DIRECTIONS FOR THIS TASK
Please count the lines in the entries below that contain the word "spire", and reply with that number alone.

SUPPLIED RECORDS
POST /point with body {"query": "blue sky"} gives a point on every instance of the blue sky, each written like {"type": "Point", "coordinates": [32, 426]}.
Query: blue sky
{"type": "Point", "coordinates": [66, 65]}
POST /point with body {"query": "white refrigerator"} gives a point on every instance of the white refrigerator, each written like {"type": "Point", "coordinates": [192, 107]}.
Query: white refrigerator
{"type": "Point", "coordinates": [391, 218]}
* * *
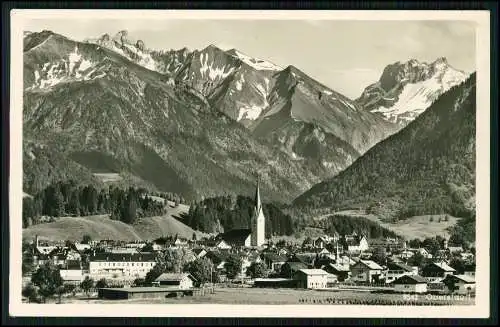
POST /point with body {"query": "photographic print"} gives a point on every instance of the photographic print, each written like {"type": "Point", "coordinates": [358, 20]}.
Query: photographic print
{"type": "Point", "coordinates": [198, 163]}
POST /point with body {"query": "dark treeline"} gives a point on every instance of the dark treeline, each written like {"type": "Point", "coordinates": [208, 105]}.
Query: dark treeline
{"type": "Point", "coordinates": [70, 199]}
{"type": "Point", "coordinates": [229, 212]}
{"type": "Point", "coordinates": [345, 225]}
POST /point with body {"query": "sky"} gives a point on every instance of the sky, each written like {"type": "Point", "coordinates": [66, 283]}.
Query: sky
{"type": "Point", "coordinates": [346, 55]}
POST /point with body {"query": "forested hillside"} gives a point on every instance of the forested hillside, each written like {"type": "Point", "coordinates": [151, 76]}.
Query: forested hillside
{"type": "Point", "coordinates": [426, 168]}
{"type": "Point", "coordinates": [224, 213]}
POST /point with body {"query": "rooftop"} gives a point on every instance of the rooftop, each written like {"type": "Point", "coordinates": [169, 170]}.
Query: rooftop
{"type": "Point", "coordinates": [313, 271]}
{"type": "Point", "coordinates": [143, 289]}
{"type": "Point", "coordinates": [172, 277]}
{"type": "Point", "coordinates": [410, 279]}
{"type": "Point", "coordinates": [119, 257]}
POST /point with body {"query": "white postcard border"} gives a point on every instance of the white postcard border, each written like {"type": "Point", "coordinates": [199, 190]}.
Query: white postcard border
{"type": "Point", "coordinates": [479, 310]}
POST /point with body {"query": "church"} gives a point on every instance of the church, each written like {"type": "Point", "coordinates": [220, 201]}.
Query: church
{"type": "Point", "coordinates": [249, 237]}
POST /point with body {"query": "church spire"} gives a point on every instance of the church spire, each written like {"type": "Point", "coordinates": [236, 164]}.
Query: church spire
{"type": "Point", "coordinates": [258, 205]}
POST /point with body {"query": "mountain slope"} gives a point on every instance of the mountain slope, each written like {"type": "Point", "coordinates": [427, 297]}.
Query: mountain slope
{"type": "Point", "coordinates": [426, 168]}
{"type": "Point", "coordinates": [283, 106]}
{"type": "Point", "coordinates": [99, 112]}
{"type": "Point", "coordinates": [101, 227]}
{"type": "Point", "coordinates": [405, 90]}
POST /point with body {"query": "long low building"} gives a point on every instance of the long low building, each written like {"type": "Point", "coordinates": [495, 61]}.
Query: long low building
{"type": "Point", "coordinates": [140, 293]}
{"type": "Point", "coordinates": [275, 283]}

RESULT OF THE EXERCISE
2